■ **CHALLENGE**:
In the records below, find the line containing "Where can the cabin window", then copy that line and all lines after it, exactly, omitting every picture.

■ **INPUT**:
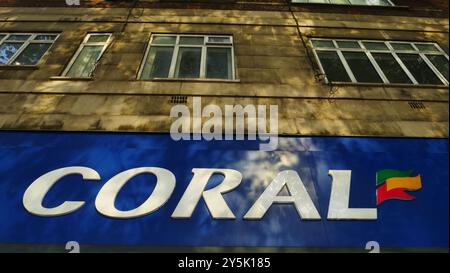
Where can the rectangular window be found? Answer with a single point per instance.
(85, 60)
(24, 48)
(387, 62)
(349, 2)
(188, 57)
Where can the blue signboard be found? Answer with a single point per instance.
(421, 222)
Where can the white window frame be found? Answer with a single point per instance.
(391, 4)
(176, 46)
(25, 45)
(391, 50)
(86, 43)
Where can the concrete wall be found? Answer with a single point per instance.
(271, 64)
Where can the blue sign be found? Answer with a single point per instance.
(421, 222)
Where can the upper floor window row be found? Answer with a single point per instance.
(24, 48)
(349, 2)
(189, 56)
(383, 62)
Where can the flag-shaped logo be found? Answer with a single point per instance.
(392, 184)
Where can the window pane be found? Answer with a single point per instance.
(361, 67)
(322, 43)
(188, 62)
(402, 46)
(98, 38)
(333, 67)
(85, 62)
(441, 63)
(348, 44)
(158, 62)
(7, 50)
(390, 67)
(375, 46)
(167, 40)
(191, 40)
(18, 37)
(427, 47)
(32, 54)
(219, 63)
(420, 70)
(45, 37)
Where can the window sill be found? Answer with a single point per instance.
(349, 5)
(63, 78)
(192, 80)
(394, 85)
(19, 67)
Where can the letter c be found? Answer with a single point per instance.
(36, 192)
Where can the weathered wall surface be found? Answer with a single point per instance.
(271, 65)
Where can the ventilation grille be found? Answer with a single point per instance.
(416, 105)
(178, 100)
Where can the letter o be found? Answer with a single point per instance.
(165, 184)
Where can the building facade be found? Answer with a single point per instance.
(334, 68)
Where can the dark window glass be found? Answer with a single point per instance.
(390, 67)
(333, 67)
(420, 70)
(441, 63)
(84, 64)
(218, 63)
(361, 67)
(188, 62)
(158, 63)
(32, 54)
(7, 50)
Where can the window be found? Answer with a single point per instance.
(189, 56)
(349, 2)
(24, 48)
(86, 58)
(386, 62)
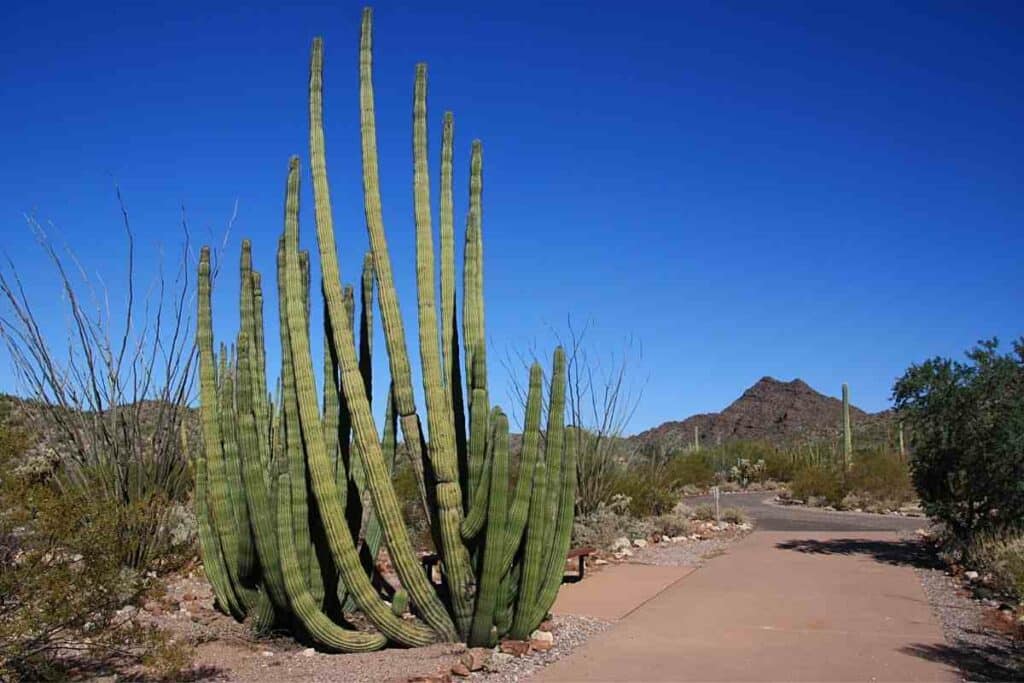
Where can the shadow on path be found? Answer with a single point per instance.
(989, 663)
(899, 553)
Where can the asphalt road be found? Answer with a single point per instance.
(770, 517)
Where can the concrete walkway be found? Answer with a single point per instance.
(776, 606)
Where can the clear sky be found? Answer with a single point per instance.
(828, 190)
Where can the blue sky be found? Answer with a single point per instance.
(814, 189)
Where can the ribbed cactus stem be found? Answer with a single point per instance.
(303, 603)
(440, 421)
(545, 556)
(494, 549)
(378, 476)
(219, 513)
(472, 308)
(394, 333)
(527, 466)
(324, 484)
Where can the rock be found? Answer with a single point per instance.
(542, 640)
(622, 543)
(516, 647)
(474, 659)
(440, 677)
(498, 662)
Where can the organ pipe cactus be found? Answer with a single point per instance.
(294, 495)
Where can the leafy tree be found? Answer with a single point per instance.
(967, 434)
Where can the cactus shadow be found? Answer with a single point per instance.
(900, 553)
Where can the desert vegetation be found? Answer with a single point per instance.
(966, 425)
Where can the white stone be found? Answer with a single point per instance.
(620, 544)
(543, 636)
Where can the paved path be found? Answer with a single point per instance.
(783, 605)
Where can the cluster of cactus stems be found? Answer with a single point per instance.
(294, 492)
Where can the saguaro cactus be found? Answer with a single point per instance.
(847, 433)
(281, 483)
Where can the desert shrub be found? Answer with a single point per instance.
(670, 524)
(609, 521)
(690, 469)
(598, 468)
(108, 404)
(779, 467)
(966, 424)
(408, 492)
(648, 491)
(726, 456)
(62, 584)
(733, 515)
(822, 481)
(745, 471)
(880, 476)
(704, 512)
(1001, 557)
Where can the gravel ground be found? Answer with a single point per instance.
(684, 553)
(975, 643)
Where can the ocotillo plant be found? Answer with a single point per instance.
(282, 482)
(847, 433)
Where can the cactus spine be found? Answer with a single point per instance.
(281, 484)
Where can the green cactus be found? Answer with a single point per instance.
(847, 432)
(294, 494)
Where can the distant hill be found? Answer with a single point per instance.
(780, 413)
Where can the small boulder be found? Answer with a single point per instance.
(542, 641)
(515, 647)
(498, 662)
(622, 543)
(474, 658)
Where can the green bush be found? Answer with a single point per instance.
(704, 512)
(601, 527)
(1001, 557)
(880, 476)
(966, 423)
(780, 467)
(734, 515)
(690, 469)
(670, 524)
(62, 582)
(648, 491)
(822, 481)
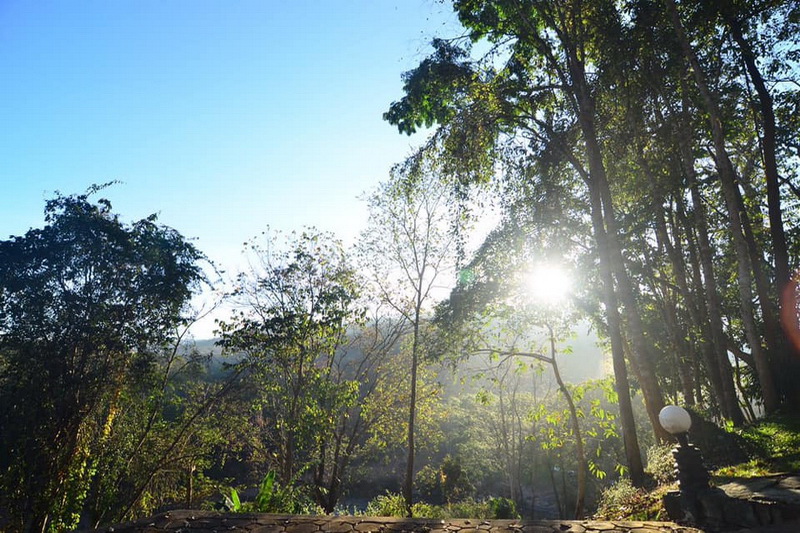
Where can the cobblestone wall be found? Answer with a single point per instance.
(210, 522)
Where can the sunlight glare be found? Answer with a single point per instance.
(548, 284)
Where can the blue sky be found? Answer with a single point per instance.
(224, 117)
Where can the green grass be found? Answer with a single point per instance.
(775, 448)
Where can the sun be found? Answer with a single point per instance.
(548, 284)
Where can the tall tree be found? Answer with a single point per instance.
(295, 307)
(409, 248)
(545, 91)
(84, 302)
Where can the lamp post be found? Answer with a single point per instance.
(692, 475)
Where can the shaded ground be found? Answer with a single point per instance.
(207, 522)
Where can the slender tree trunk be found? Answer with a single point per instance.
(576, 429)
(728, 182)
(633, 454)
(408, 483)
(677, 334)
(613, 254)
(782, 360)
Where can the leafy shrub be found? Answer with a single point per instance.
(272, 498)
(623, 501)
(503, 508)
(392, 504)
(661, 464)
(468, 508)
(389, 504)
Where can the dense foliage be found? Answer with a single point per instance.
(648, 147)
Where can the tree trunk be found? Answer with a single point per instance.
(633, 454)
(728, 182)
(613, 254)
(576, 429)
(408, 483)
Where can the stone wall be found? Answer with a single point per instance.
(210, 522)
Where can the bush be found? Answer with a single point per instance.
(661, 464)
(392, 504)
(389, 504)
(623, 501)
(503, 508)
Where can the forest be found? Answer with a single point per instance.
(640, 158)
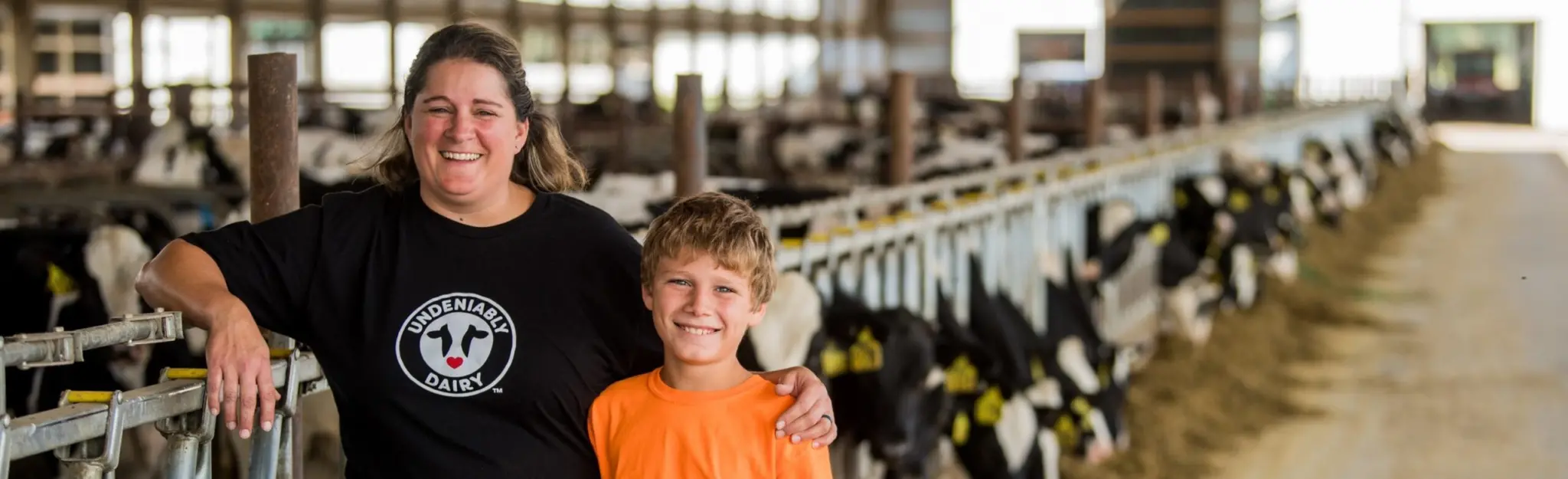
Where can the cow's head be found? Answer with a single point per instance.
(910, 398)
(456, 340)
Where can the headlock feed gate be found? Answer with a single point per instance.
(1014, 215)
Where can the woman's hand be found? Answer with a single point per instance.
(811, 417)
(240, 372)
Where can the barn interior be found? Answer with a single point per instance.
(1132, 238)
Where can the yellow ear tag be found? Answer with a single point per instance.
(833, 360)
(1239, 202)
(960, 429)
(1272, 195)
(58, 281)
(1067, 432)
(988, 408)
(866, 354)
(962, 377)
(1159, 235)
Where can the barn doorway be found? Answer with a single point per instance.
(1481, 73)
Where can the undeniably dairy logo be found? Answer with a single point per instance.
(456, 344)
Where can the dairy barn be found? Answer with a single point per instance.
(1011, 239)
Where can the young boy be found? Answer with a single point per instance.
(707, 275)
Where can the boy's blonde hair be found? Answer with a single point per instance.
(722, 227)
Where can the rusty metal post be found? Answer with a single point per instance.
(691, 136)
(1200, 90)
(275, 192)
(275, 131)
(1017, 120)
(1153, 104)
(1234, 94)
(1093, 113)
(900, 130)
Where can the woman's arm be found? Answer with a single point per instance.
(185, 278)
(233, 281)
(811, 417)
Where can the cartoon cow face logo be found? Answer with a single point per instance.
(456, 344)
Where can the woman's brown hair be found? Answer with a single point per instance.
(544, 162)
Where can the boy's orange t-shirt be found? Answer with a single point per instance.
(645, 429)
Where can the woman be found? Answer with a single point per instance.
(465, 311)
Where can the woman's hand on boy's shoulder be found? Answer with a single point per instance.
(811, 417)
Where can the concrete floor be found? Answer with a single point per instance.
(1478, 387)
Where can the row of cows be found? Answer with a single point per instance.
(975, 387)
(88, 260)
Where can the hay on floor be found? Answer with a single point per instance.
(1191, 404)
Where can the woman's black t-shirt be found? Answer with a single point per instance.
(452, 350)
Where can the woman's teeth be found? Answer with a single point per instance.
(460, 156)
(700, 332)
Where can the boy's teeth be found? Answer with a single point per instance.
(460, 156)
(700, 332)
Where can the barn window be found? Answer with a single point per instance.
(87, 63)
(47, 61)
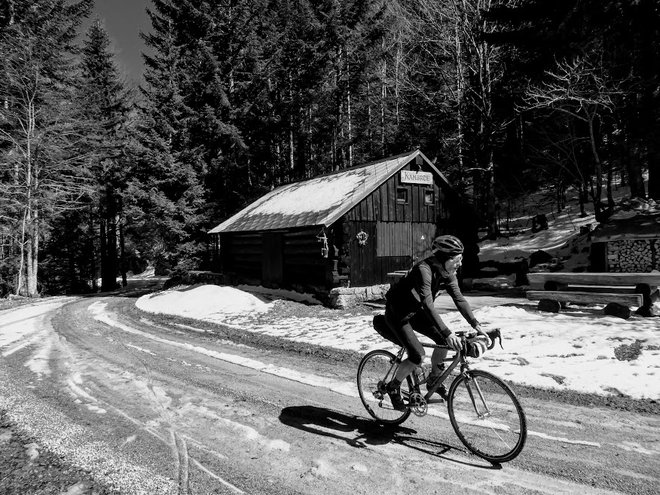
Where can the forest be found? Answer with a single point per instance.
(99, 177)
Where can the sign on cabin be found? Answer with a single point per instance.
(410, 177)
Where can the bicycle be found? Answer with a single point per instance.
(484, 411)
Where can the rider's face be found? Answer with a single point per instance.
(453, 264)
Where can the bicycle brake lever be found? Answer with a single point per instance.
(492, 335)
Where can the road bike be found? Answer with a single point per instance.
(484, 411)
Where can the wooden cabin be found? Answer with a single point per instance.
(348, 228)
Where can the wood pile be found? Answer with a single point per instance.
(639, 255)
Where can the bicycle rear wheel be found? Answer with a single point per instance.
(372, 377)
(487, 416)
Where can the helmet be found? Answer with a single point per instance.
(447, 244)
(476, 346)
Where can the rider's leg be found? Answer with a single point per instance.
(437, 361)
(415, 351)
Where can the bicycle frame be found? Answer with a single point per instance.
(459, 358)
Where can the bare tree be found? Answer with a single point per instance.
(42, 150)
(579, 90)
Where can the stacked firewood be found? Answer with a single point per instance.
(633, 256)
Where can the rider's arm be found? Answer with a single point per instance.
(426, 296)
(461, 303)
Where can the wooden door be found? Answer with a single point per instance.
(272, 260)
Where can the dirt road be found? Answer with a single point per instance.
(165, 406)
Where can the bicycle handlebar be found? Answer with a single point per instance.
(492, 335)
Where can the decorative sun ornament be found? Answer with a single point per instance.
(362, 237)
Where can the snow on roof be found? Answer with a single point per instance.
(318, 201)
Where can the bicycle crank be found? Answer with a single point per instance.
(418, 404)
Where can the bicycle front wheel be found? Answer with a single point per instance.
(487, 416)
(374, 372)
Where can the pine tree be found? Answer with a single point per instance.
(41, 173)
(164, 195)
(106, 104)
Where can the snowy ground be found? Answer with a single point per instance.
(578, 349)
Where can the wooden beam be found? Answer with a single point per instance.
(593, 278)
(586, 297)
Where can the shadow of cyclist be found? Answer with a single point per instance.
(361, 432)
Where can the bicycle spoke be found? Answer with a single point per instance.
(487, 416)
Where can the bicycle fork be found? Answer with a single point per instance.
(479, 403)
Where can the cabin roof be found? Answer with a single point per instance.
(319, 201)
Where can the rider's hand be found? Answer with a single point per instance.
(481, 332)
(453, 342)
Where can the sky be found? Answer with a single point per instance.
(124, 20)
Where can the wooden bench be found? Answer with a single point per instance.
(397, 274)
(625, 289)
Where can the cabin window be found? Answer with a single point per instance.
(402, 195)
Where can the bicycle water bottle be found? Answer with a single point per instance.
(421, 374)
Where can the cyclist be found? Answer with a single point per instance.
(409, 308)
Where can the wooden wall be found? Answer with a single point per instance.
(398, 234)
(276, 259)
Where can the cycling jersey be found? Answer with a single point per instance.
(416, 291)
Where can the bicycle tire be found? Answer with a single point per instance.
(371, 376)
(500, 434)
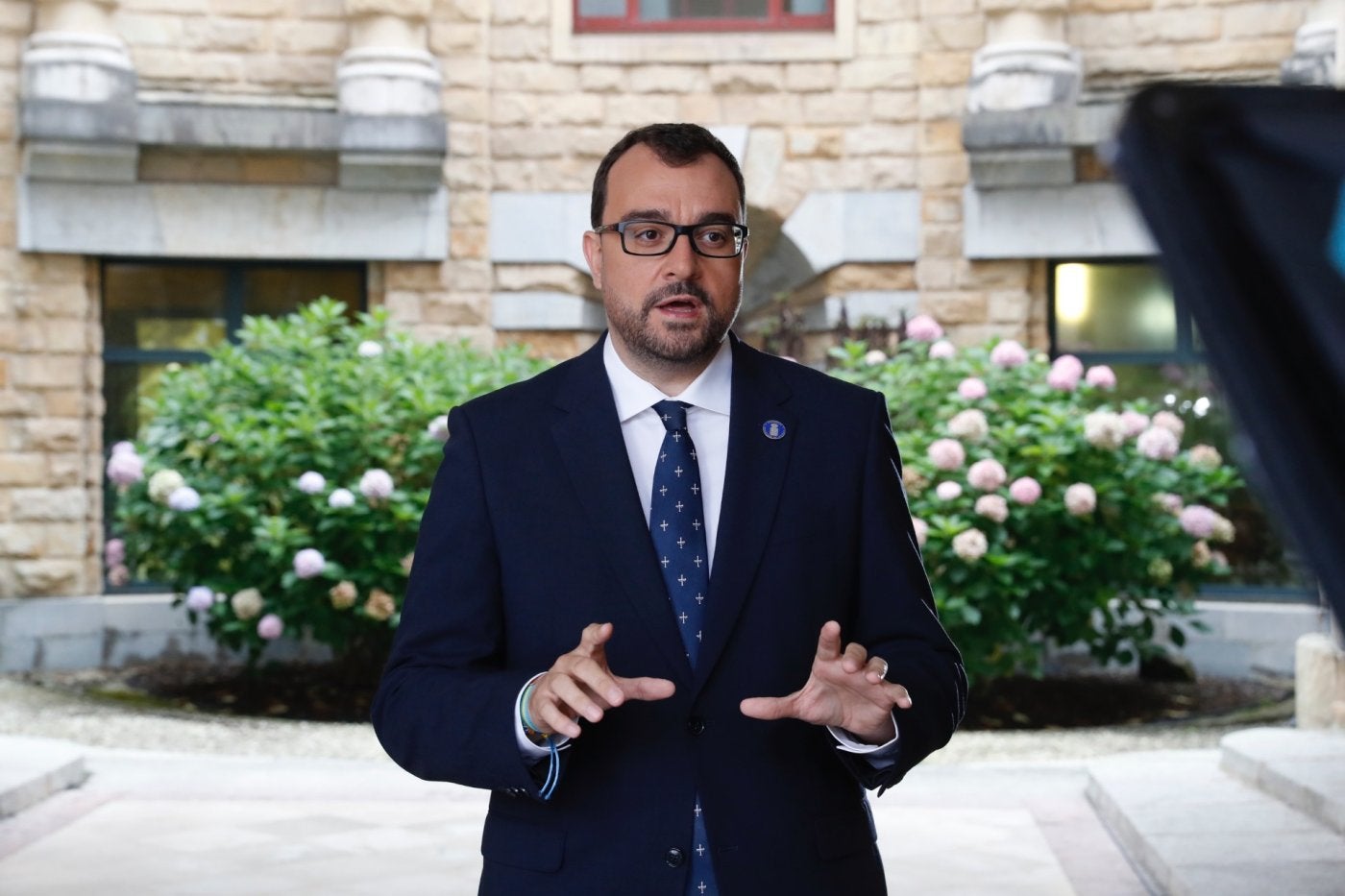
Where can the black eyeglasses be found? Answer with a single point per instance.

■ **EXERCISE RESULT**:
Where can the cabin window be found? Answer with a single point per instance.
(402, 195)
Where can the bicycle water bottle be found? Answer with a single point per instance.
(421, 374)
Where can the cyclist be found? Answer with a single point per instance.
(409, 308)
Where can the wooden wall be found? Answer with a single point per instance.
(398, 234)
(276, 259)
Where can the cycling jersey be found? Answer with a single point per instance.
(416, 291)
Where can the bicycle tire be found? Answer with a single point per instance.
(371, 376)
(500, 434)
Where can the black eyeglasses be found? Answer with a single point per instance.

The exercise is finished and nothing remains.